Activity:
The answer must consist of each line below that contains the string "wall".

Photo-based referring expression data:
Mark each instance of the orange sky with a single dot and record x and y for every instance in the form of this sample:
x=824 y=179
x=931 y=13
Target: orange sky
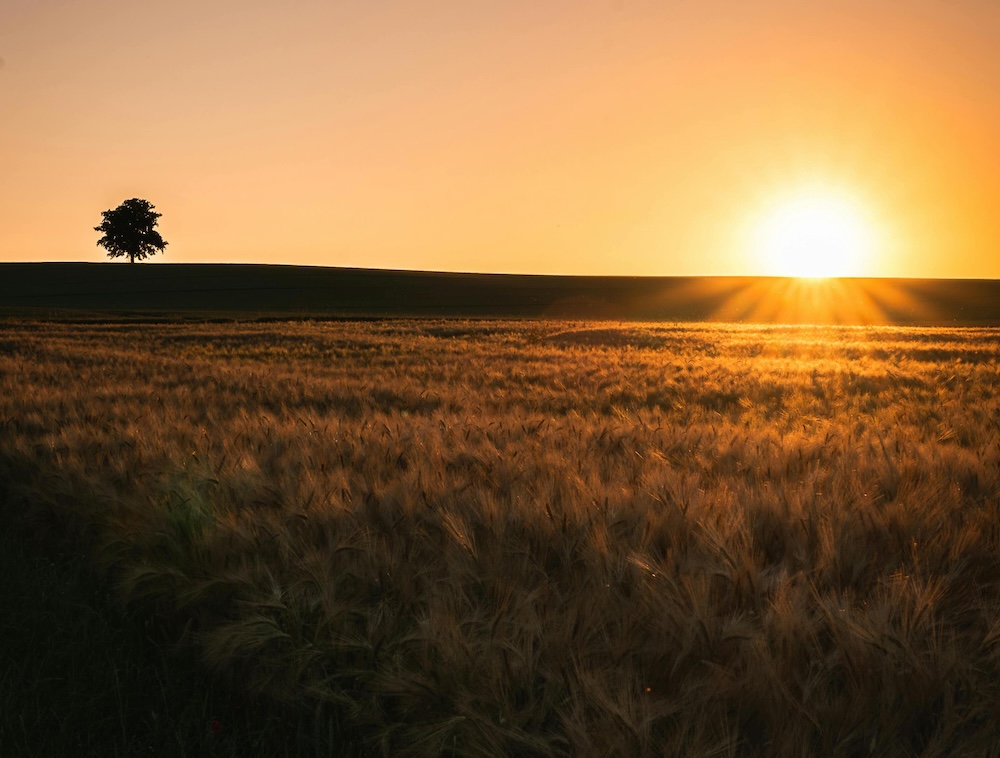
x=542 y=136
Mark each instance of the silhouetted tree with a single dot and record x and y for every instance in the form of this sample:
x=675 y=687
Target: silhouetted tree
x=129 y=230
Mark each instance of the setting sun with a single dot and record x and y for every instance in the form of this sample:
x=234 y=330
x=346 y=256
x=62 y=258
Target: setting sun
x=814 y=234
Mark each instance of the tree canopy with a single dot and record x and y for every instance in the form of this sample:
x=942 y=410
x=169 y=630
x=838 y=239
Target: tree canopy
x=130 y=230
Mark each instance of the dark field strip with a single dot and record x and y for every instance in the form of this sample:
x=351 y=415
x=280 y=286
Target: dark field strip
x=538 y=537
x=79 y=677
x=170 y=291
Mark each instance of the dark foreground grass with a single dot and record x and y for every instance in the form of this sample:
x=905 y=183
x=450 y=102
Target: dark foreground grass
x=510 y=538
x=79 y=677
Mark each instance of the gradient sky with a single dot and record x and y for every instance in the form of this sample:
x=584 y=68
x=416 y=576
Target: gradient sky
x=537 y=136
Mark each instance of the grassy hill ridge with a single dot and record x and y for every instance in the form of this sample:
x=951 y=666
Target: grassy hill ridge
x=255 y=289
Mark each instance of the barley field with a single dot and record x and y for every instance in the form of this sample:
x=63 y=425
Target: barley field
x=485 y=538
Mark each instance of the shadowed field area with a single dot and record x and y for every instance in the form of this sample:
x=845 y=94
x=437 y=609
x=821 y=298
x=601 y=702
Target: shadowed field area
x=164 y=291
x=541 y=537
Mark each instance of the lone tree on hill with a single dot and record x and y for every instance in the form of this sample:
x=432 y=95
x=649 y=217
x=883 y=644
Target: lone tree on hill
x=128 y=230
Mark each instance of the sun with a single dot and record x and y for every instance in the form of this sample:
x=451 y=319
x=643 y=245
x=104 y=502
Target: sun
x=815 y=234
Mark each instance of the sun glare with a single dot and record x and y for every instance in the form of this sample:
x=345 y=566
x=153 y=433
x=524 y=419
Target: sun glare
x=814 y=235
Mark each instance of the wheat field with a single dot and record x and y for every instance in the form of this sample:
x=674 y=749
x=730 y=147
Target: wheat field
x=483 y=538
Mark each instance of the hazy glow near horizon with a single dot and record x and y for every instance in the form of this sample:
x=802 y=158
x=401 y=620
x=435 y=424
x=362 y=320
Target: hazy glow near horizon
x=815 y=235
x=540 y=136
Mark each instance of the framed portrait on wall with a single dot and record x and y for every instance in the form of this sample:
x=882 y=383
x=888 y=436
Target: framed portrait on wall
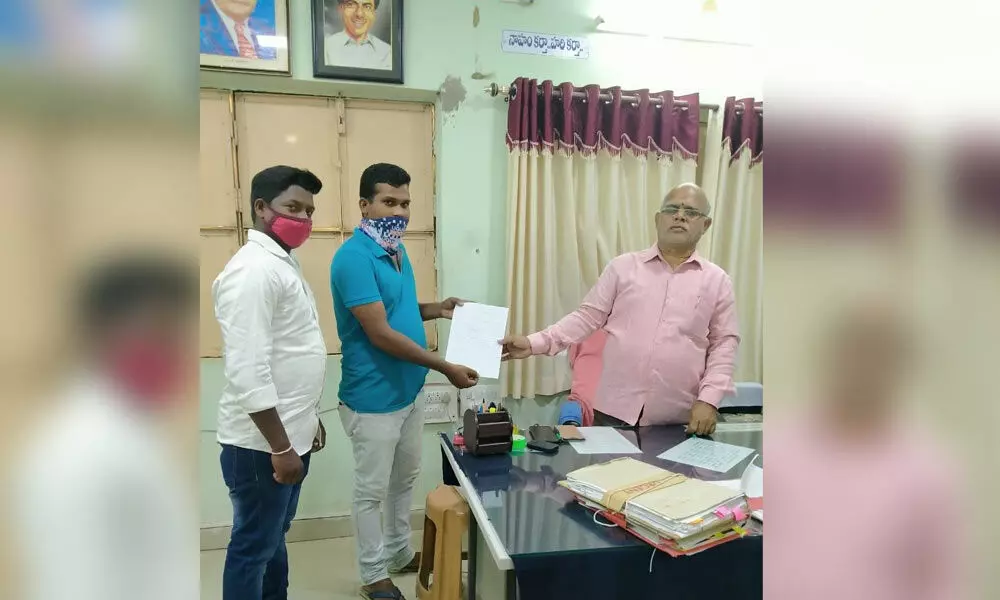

Solution to this task:
Mark each instance of the framed portrait on wall with a single dot and record x and y for every instance in the form of this sample:
Target: framed portrait on wall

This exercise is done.